* **Source material**:
......

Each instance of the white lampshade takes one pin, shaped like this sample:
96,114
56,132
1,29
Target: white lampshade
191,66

......

* **To do**: An exact reproduction of all the records is required.

* **Task result**:
Each instance of the white lampshade takes one pin, shaped like this sample:
96,114
56,132
1,29
Target: white lampshade
191,66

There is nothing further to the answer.